[Dataset excerpts]
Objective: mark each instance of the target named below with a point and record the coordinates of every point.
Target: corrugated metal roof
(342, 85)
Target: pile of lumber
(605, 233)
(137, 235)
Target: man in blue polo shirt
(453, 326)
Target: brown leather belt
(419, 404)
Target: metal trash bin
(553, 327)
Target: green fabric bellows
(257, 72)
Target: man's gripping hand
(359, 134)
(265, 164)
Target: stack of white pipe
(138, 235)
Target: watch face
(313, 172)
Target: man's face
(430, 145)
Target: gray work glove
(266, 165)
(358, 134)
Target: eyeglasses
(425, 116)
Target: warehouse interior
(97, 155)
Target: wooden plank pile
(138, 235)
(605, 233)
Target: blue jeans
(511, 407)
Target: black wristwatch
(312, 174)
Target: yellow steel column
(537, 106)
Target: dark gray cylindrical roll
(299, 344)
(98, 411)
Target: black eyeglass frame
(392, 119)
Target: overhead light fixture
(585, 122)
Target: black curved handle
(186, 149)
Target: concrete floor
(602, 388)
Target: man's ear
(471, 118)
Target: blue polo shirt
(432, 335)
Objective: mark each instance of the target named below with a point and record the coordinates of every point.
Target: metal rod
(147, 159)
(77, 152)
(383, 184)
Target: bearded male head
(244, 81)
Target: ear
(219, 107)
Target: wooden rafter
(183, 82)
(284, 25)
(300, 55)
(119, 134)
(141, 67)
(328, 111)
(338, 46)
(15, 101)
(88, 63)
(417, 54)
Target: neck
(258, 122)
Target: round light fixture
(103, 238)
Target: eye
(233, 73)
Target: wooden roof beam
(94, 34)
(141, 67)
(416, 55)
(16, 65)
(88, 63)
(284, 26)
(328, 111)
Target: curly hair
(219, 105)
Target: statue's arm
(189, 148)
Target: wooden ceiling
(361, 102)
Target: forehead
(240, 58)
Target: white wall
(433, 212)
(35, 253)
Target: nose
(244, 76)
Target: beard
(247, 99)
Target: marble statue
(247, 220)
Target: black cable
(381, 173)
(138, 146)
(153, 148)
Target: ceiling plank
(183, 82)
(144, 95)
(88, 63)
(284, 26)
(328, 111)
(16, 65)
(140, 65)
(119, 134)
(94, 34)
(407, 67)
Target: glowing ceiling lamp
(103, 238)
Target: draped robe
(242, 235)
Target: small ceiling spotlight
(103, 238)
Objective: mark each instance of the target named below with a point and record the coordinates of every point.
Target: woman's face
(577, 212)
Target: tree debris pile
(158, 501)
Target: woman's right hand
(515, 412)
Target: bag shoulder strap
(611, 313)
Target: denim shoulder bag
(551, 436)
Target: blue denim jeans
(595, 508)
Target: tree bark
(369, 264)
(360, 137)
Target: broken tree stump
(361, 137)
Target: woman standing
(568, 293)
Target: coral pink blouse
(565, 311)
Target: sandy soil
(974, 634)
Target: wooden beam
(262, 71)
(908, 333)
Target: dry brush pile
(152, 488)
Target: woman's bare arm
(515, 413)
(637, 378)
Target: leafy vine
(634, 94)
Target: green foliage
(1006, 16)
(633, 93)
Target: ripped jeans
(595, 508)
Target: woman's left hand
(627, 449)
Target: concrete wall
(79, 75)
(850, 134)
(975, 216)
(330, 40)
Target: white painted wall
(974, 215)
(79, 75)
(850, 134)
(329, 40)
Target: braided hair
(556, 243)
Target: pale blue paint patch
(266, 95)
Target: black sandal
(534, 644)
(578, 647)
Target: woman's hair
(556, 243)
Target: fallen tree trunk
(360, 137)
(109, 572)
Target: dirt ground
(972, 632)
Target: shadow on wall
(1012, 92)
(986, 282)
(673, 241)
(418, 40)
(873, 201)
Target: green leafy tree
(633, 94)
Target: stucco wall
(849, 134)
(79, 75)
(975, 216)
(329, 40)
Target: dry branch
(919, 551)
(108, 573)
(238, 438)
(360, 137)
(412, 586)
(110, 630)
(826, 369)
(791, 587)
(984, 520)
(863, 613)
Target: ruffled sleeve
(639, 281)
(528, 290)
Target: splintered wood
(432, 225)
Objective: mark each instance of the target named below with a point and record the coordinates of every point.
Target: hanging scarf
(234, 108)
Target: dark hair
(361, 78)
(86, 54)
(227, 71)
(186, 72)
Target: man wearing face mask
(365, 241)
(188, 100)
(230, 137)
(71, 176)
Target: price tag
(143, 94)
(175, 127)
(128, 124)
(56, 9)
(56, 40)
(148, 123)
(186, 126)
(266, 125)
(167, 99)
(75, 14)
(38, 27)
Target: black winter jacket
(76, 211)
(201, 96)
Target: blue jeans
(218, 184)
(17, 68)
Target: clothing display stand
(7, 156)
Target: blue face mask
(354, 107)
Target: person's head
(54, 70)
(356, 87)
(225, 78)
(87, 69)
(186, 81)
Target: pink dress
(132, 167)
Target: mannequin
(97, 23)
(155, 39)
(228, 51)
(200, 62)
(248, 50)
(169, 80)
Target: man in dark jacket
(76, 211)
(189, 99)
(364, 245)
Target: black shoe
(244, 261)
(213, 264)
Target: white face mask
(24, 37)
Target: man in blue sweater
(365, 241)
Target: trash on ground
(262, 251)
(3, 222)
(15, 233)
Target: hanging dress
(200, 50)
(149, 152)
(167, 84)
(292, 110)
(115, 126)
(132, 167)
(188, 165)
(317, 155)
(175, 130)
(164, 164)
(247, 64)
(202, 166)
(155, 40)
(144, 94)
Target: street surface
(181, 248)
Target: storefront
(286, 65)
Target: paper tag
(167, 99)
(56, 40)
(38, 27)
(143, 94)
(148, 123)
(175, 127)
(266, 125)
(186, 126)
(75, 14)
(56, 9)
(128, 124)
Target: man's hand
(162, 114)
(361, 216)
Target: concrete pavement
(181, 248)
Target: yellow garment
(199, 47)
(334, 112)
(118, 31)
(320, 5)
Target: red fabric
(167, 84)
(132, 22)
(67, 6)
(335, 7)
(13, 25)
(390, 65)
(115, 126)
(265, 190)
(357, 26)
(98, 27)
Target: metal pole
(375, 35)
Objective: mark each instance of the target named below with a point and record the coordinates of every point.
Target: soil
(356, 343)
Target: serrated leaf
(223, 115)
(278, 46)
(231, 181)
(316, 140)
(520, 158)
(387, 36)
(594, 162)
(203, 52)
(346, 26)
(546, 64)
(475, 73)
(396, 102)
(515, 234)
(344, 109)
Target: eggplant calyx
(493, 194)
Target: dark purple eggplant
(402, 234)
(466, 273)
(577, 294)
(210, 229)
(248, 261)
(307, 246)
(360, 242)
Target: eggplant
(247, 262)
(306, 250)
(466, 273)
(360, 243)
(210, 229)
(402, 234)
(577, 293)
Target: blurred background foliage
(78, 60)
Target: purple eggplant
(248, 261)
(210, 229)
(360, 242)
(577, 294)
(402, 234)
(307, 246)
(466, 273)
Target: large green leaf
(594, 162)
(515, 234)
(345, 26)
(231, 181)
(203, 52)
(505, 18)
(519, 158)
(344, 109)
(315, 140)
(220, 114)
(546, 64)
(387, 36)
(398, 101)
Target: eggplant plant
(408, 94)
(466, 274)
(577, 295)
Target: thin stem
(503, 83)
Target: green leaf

• TRY IT: Output all of the records exactly, with nothing omitted.

• EXERCISE OUTPUT:
Objective: mark each instance of the target named below with a point and record the coordinates of every point.
Target: corrugated metal roof
(342, 85)
Target: pile of lumber
(605, 233)
(137, 235)
Target: man in blue polo shirt
(453, 326)
Target: brown leather belt
(419, 404)
Target: metal trash bin
(553, 327)
Target: green fabric bellows
(257, 72)
Target: man's gripping hand
(359, 134)
(265, 164)
Target: stack of white pipe
(138, 235)
Target: watch face
(313, 172)
Target: man's face
(430, 145)
Target: gray work glove
(266, 165)
(358, 134)
Target: eyeglasses
(425, 116)
Target: warehouse interior
(97, 155)
Target: wooden plank pile
(138, 235)
(605, 233)
Target: blue jeans
(511, 407)
Target: black wristwatch
(312, 174)
Target: yellow steel column
(537, 106)
Target: dark gray cylindrical roll
(299, 344)
(98, 411)
Target: black eyeglass frame
(392, 119)
Target: overhead light fixture
(585, 122)
Target: black curved handle
(186, 149)
Target: concrete floor
(602, 388)
Target: man's ear
(471, 118)
Target: blue polo shirt
(432, 335)
Objective: mark each instance of the target named below with a point and record the coordinates of every point.
Target: metal rod
(147, 159)
(77, 152)
(383, 184)
Target: bearded male head
(244, 81)
Target: ear
(219, 107)
Target: wooden rafter
(183, 82)
(284, 25)
(300, 55)
(119, 134)
(141, 67)
(328, 111)
(338, 46)
(15, 101)
(88, 63)
(417, 54)
Target: neck
(258, 122)
Target: round light fixture
(103, 238)
Target: eye
(233, 73)
Target: wooden roof beam
(94, 34)
(141, 67)
(416, 55)
(16, 65)
(88, 63)
(284, 26)
(328, 111)
Target: curly hair
(219, 105)
Target: statue's arm
(189, 148)
Target: wooden ceiling
(361, 102)
Target: forehead
(240, 58)
Target: white wall
(433, 212)
(35, 253)
Target: nose
(244, 76)
Target: beard
(247, 99)
Target: marble statue
(247, 220)
Target: black cable
(381, 173)
(138, 146)
(153, 148)
Target: ceiling plank
(183, 82)
(144, 95)
(88, 63)
(284, 26)
(328, 111)
(16, 65)
(140, 65)
(119, 134)
(94, 34)
(407, 67)
Target: glowing ceiling lamp
(103, 238)
Target: draped robe
(242, 235)
Target: small ceiling spotlight
(103, 238)
Objective: mark each instance of the target named below with a point and record the coordinates of every point.
Target: woman's face
(577, 212)
Target: tree debris pile
(158, 501)
Target: woman's right hand
(515, 412)
Target: bag shoulder strap
(611, 313)
Target: denim shoulder bag
(551, 436)
Target: blue denim jeans
(595, 508)
Target: tree bark
(369, 264)
(360, 137)
Target: broken tree stump
(361, 137)
Target: woman standing
(568, 293)
Target: coral pink blouse
(565, 311)
Target: sandy soil
(974, 634)
Target: wooden beam
(262, 71)
(908, 333)
Target: dry brush pile
(152, 488)
Target: woman's bare arm
(515, 413)
(637, 378)
Target: leafy vine
(634, 94)
Target: green foliage
(1006, 16)
(633, 93)
Target: ripped jeans
(595, 508)
Target: woman's left hand
(627, 449)
Target: concrete wall
(79, 75)
(850, 134)
(975, 216)
(330, 40)
Target: white painted wall
(974, 215)
(79, 75)
(850, 134)
(329, 40)
Target: braided hair
(556, 243)
Target: pale blue paint patch
(266, 95)
Target: black sandal
(534, 644)
(578, 647)
Target: woman's hair
(556, 243)
Target: fallen tree trunk
(360, 137)
(109, 572)
Target: dirt ground
(972, 632)
Target: shadow on wall
(1012, 92)
(986, 282)
(673, 241)
(418, 40)
(873, 201)
Target: green leafy tree
(633, 94)
Target: stucco wall
(849, 134)
(79, 75)
(975, 216)
(329, 40)
Target: dry branch
(919, 551)
(108, 573)
(238, 438)
(360, 137)
(412, 586)
(110, 630)
(826, 369)
(791, 587)
(984, 520)
(863, 613)
Target: ruffled sleeve
(639, 281)
(528, 290)
Target: splintered wood
(432, 225)
Objective: mark each instance of the target named below with a point and record the coordinates of every point.
Target: hanging scarf
(234, 108)
Target: dark hair
(361, 78)
(86, 54)
(227, 71)
(186, 72)
Target: man wearing face mask
(365, 241)
(188, 100)
(230, 137)
(71, 176)
Target: price tag
(143, 94)
(175, 127)
(128, 124)
(56, 9)
(56, 40)
(148, 123)
(186, 126)
(266, 125)
(167, 99)
(75, 14)
(38, 27)
Target: black winter jacket
(76, 211)
(201, 96)
Target: blue jeans
(218, 184)
(17, 68)
Target: clothing display stand
(7, 156)
Target: blue face mask
(354, 107)
Target: person's head
(54, 70)
(356, 87)
(225, 78)
(87, 69)
(186, 81)
Target: pink dress
(132, 167)
Target: mannequin
(97, 23)
(155, 39)
(228, 51)
(200, 62)
(248, 50)
(169, 80)
Target: man in dark jacket
(76, 211)
(189, 99)
(364, 245)
Target: black shoe
(244, 261)
(213, 264)
Target: white face mask
(24, 37)
Target: man in blue sweater
(365, 241)
Target: trash on ground
(262, 251)
(3, 222)
(15, 233)
Target: hanging dress
(200, 50)
(149, 152)
(167, 84)
(292, 110)
(115, 126)
(132, 167)
(188, 165)
(317, 155)
(175, 130)
(164, 164)
(247, 64)
(202, 166)
(155, 40)
(144, 94)
Target: street surface
(181, 248)
Target: storefront
(286, 65)
Target: paper tag
(167, 99)
(56, 40)
(38, 27)
(143, 94)
(148, 123)
(175, 127)
(266, 125)
(186, 126)
(75, 14)
(56, 9)
(128, 124)
Target: man's hand
(162, 114)
(361, 216)
Target: concrete pavement
(181, 248)
Target: yellow garment
(199, 47)
(334, 112)
(118, 31)
(320, 5)
Target: red fabric
(167, 84)
(132, 22)
(67, 6)
(335, 7)
(13, 25)
(390, 65)
(115, 126)
(265, 190)
(357, 26)
(98, 27)
Target: metal pole
(375, 35)
Objective: mark each instance of the target named below with a point and record the coordinates of every point.
Target: soil
(356, 343)
Target: serrated leaf
(223, 115)
(278, 46)
(231, 181)
(316, 140)
(520, 158)
(387, 36)
(594, 162)
(203, 52)
(346, 26)
(546, 64)
(475, 73)
(396, 102)
(515, 234)
(344, 109)
Target: eggplant calyx
(493, 194)
Target: dark purple eggplant
(402, 234)
(466, 273)
(577, 294)
(210, 229)
(248, 261)
(307, 246)
(360, 242)
Target: eggplant
(247, 262)
(306, 250)
(466, 273)
(360, 243)
(210, 229)
(402, 234)
(577, 293)
Target: blurred background foliage
(78, 60)
Target: purple eggplant
(248, 261)
(210, 229)
(360, 242)
(577, 294)
(402, 234)
(307, 246)
(466, 273)
Target: large green leaf
(594, 162)
(515, 234)
(345, 26)
(231, 181)
(203, 52)
(505, 18)
(519, 158)
(344, 109)
(315, 140)
(220, 114)
(546, 64)
(387, 36)
(398, 101)
Target: eggplant plant
(408, 94)
(466, 274)
(577, 295)
Target: thin stem
(503, 83)
Target: green leaf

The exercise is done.